Mind over matter

“I promise myself that I will enjoy every minute of the day that is given me to live,” wrote the ‘Father of Mindfulness’ Vietnamese monk, Thich Nhat Hang. These are words that Sean Vail strives to live his life by since he was diagnosed with terminal cancer of the colon in 2016. Living in Skibbereen, the retired physio, whose many and varied careers have ranged from floristry to farming – he was also almost ordained a Franciscan Friar – has embraced mindfulness since his cancer diagnosis and is currently studying for a Masters in Cognitive psychology and mindfulness with the aim of being able to provide free counselling for members of the LGBT+ community in West Cork.

“We all have a choice whether we will die happy or sad,” says Sean, who says that today he looks for the lesson in everything in order to move forward.

Given three months to live when he fell sick while on a business trip to the UK in 2016, Sean was offered an experimental surgery that involved removing most of his colon and 26 lymph nodes. “I ended up with a collapsed left lung, pulmonary embolism in my right lung and blood clot in the superior mesenteric vein,” shares Sean. “I was told that if I made it to the following morning I’d be lucky.

“When you’re given that kind of a diagnosis, something changes inside you and your perception and outlook on life completely changes,” he says. “With death imminent, I found that I had a fierce tenacity and will to live.”

Sean is a strong proponent of accessing the mind-body connection and the power of visualisation for healing. Visualisation is based on the neuroscience that when we visualise an action, the same brain regions are stimulated as when we physically perform an action.

Desperate and unwilling to let go of life, Sean and his sister spent the next ten days doing the only thing they could do, practicing visualisation; swimming through the veins and arteries in Sean’s body and using pick axes to tear the blood clot apart and repair his lungs!

“I like to think it helped because contrary to all the doctors expectations my body grew veins around the blood clot and restored blood flow to my intestines,” shares Sean, who went on to have chemotherapy treatment.

PROBLEM TO SOLVE> Write the next part of the profile of Sean Vail, picking up after its last sentence.

DATA EXTRACT>

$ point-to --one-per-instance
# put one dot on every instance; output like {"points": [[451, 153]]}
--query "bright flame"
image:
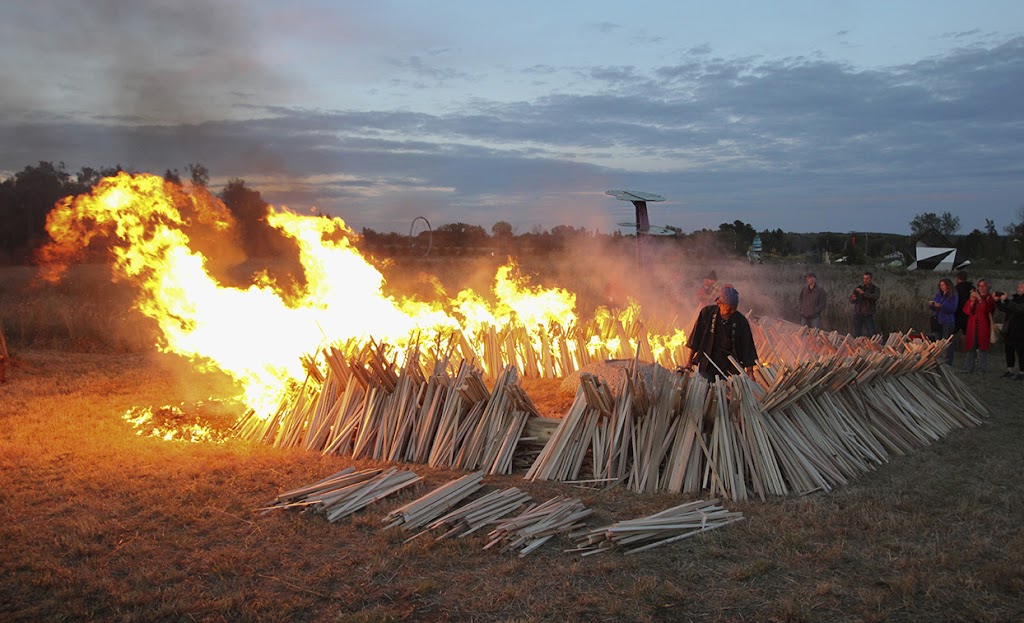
{"points": [[258, 334]]}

ANSWER SECTION>
While it has been a difficult path to recovery, currently there is no cancer detectable in Sean’s body. Mindfulness, he says, has been his saviour on this journey. “I don’t think I’d be alive today without it,” he shares. Reading ‘Full Catastrophe Living’ by stress-relief and meditation expert Jon Kabat-Zinn in particular was life-changing. Kabat-Zinn created the revolutionary eight-week programme called mindfulness-based stress reduction (MBSR).

“I used to be very stressed all of the time but I have gone from having zero patience to having the patience of Job,” says Sean, who now uses mindfulness in the classroom when he is teaching english to children.

An active member and advocate of the LGBT+ community in Ireland, Sean first arrived in the country in 1991 at a time when homosexuality was still a criminal act. Once he has his Master’s Degree, his hope is to offer free counselling to members of the LGBT+ community in West Cork. “It’s not easy being gay,” says Sean. “You’re always looking over your shoulder. I was bullied and beaten every single day of my school years.”

Born into a military family in Michigan, Sean joined the Navy at the age of 17 and was one of the first service members to be honourably discharged when he revealed his sexual orientation to his superior following the death of his partner.

After being discharged, he returned home. “My parents’ attitude was that this is what God does to people like me and they threw me out of the house,” says Sean. “I didn’t have the luxury of coming out, I was thrown out..of the navy, my family, my home.” Sean settled into the thriving gay community of Fort Worth, Texas, where he spent most of the eighties being a part of a new civil rights movement.

Today he is working on a project to bridge the gap between younger and older LGBT+ people in rural West Cork.

Proficient in many skills, from carpentry to crochet, Sean says he doesn’t feel like he’s the average gay man, which has played a part in his own struggle to identify. “I’ve built my own home twice and I’m a farmer and carpenter,” he says. “While I’m not shy about sharing my lifestyle and sexuality, when you’re bullied on a daily basis like I was as a child, it can cause developmental delays and issues. Many younger LGBT+ people become social hermits or use unhealthy coping mechanisms like drugs and alcohol. One of the reasons I went into psychology is because I really wanted to understand how this happens,” says Sean.

Sean starts each day with five things that he’s grateful for.

“I’m grateful for so many things,” he shares, as he points out one of the beautiful biotope aquariums that he has created in his home; a little piece of nature indoors that has been proven to reduce heart rate by as much as three per cent in just 10 minutes and have a positive effect on a person’s wellbeing.

“I’m content,” he says when asked if he’s happy. “I do feel lonely sometimes – the thought creeps in that ‘nobody wants me’ but I remind myself that loneliness is a state of mind so I look at it and ask myself where it’s coming from. Mindfulness teaches you how to create a distance between your authentic self and a situation, a thought or an emotion and to intellectually respond rather than react to it. Our brain is malleable and it is possible for anyone to change through repetitive meditation practice.